■ Exercise description ■
Reproduce the listing below, substituting "points" for every "clicks" and changing nothing else. Leave the pictures out of your answer.

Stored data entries

● ● ● ● ●

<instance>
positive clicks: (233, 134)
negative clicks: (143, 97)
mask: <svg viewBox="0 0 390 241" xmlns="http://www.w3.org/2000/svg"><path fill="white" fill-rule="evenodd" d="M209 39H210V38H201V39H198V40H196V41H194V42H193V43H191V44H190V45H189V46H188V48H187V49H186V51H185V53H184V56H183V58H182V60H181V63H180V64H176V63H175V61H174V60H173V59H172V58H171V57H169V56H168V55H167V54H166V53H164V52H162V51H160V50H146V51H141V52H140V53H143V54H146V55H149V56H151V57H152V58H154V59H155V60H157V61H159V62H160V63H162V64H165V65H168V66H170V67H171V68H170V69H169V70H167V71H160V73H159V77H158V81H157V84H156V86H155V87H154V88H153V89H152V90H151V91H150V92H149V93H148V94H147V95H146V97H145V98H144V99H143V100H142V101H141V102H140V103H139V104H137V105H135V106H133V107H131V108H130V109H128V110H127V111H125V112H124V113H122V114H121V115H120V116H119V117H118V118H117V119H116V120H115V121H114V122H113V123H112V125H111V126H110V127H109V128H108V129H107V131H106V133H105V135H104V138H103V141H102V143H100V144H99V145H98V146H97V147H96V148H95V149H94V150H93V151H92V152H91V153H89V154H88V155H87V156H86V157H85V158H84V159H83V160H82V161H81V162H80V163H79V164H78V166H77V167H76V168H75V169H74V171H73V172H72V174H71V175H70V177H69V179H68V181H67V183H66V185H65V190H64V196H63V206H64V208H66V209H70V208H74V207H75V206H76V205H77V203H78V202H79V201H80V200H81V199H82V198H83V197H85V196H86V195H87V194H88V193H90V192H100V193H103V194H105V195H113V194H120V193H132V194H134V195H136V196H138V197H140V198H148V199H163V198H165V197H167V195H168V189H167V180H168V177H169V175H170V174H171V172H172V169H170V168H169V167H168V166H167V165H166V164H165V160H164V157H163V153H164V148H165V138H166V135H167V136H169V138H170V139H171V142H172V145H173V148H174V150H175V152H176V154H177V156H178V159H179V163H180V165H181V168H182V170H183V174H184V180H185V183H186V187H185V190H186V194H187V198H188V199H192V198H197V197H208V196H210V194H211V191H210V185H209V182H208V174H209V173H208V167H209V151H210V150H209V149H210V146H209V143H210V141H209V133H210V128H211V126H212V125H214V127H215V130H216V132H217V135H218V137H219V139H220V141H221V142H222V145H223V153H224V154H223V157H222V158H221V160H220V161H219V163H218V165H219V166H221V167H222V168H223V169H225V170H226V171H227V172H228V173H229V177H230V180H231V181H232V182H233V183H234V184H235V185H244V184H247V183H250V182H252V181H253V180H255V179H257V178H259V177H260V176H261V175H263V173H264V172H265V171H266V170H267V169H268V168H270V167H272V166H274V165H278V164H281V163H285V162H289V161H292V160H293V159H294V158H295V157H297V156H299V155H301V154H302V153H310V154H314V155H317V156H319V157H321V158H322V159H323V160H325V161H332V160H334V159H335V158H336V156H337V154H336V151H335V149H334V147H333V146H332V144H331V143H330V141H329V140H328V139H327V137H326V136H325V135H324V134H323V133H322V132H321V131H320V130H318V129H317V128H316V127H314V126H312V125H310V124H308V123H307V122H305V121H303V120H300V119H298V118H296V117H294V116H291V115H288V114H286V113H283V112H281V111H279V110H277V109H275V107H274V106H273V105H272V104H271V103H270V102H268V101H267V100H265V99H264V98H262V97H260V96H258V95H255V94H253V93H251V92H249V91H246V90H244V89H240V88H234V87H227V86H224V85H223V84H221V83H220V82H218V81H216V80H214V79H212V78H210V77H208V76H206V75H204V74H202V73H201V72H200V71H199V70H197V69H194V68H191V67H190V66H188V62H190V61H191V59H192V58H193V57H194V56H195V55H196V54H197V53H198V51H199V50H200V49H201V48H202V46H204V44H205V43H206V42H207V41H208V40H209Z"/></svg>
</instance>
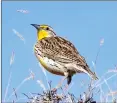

● ● ● ● ●

■ Exercise answer ■
<instance>
positive points: (233, 134)
negative points: (143, 97)
mask: <svg viewBox="0 0 390 241" xmlns="http://www.w3.org/2000/svg"><path fill="white" fill-rule="evenodd" d="M209 39H210V38H201V39H198V40H196V41H194V42H193V43H191V44H190V45H189V46H188V48H187V49H186V51H185V53H184V56H183V58H182V60H181V63H180V64H176V63H175V61H174V60H173V59H172V58H171V57H169V56H168V55H167V54H166V53H164V52H162V51H160V50H146V51H141V52H140V53H143V54H146V55H149V56H151V57H152V58H154V59H155V60H157V61H159V62H160V63H162V64H165V65H168V66H170V67H171V68H170V69H169V70H167V71H160V73H159V77H158V81H157V84H156V86H155V87H154V88H153V89H152V90H151V91H150V92H149V93H148V94H147V95H146V97H145V98H144V99H143V100H142V101H141V102H140V103H139V104H137V105H135V106H133V107H131V108H130V109H128V110H127V111H125V112H124V113H122V114H121V115H120V116H119V117H118V118H117V119H116V120H115V121H114V122H113V123H112V125H111V126H110V127H109V128H108V129H107V131H106V133H105V135H104V138H103V141H102V143H100V144H99V145H98V146H97V147H96V148H95V149H94V150H93V151H92V152H91V153H89V154H88V155H87V156H86V157H85V158H84V159H83V160H82V161H81V162H80V163H79V164H78V166H77V167H76V168H75V169H74V171H73V172H72V174H71V175H70V177H69V179H68V181H67V183H66V185H65V190H64V196H63V206H64V208H66V209H70V208H74V207H75V206H76V205H77V203H78V202H79V201H80V200H81V199H82V198H83V197H85V196H86V195H87V194H88V193H90V192H100V193H103V194H105V195H113V194H120V193H132V194H134V195H136V196H138V197H140V198H148V199H163V198H165V197H167V195H168V189H167V180H168V177H169V175H170V174H171V172H172V169H170V168H169V167H168V166H167V165H166V164H165V160H164V157H163V153H164V148H165V138H166V135H167V136H169V138H170V139H171V142H172V145H173V148H174V150H175V152H176V154H177V156H178V159H179V163H180V165H181V168H182V170H183V174H184V180H185V183H186V187H185V190H186V194H187V198H188V199H192V198H197V197H208V196H210V194H211V191H210V185H209V182H208V174H209V173H208V167H209V151H210V150H209V149H210V146H209V143H210V141H209V133H210V128H211V126H212V125H214V127H215V130H216V132H217V135H218V137H219V139H220V141H221V142H222V145H223V153H224V154H223V157H222V158H221V160H220V161H219V163H218V165H219V166H221V167H222V168H223V169H225V170H226V171H227V172H228V173H229V177H230V180H231V181H232V182H233V183H234V184H235V185H244V184H247V183H250V182H252V181H253V180H255V179H257V178H259V177H260V176H261V175H263V173H264V172H265V171H266V170H267V169H268V168H270V167H272V166H274V165H278V164H281V163H285V162H289V161H292V160H293V159H294V158H295V157H297V156H299V155H301V154H302V153H310V154H314V155H317V156H319V157H321V158H322V159H323V160H325V161H332V160H334V159H335V158H336V156H337V154H336V151H335V149H334V147H333V146H332V144H331V143H330V141H329V140H328V139H327V137H326V136H325V135H324V134H323V133H322V132H321V131H320V130H318V129H317V128H316V127H314V126H312V125H310V124H308V123H307V122H305V121H303V120H300V119H298V118H296V117H294V116H291V115H288V114H286V113H283V112H281V111H279V110H277V109H275V107H274V106H273V105H272V104H271V103H270V102H268V101H267V100H265V99H264V98H262V97H260V96H258V95H255V94H253V93H251V92H249V91H246V90H244V89H240V88H234V87H227V86H224V85H223V84H221V83H220V82H218V81H216V80H214V79H212V78H210V77H208V76H206V75H204V74H202V73H201V72H200V71H199V70H197V69H194V68H191V67H190V66H188V62H190V61H191V59H192V58H193V57H194V56H195V55H196V54H197V53H198V51H199V50H200V49H201V48H202V46H204V44H205V43H206V42H207V41H208V40H209Z"/></svg>
</instance>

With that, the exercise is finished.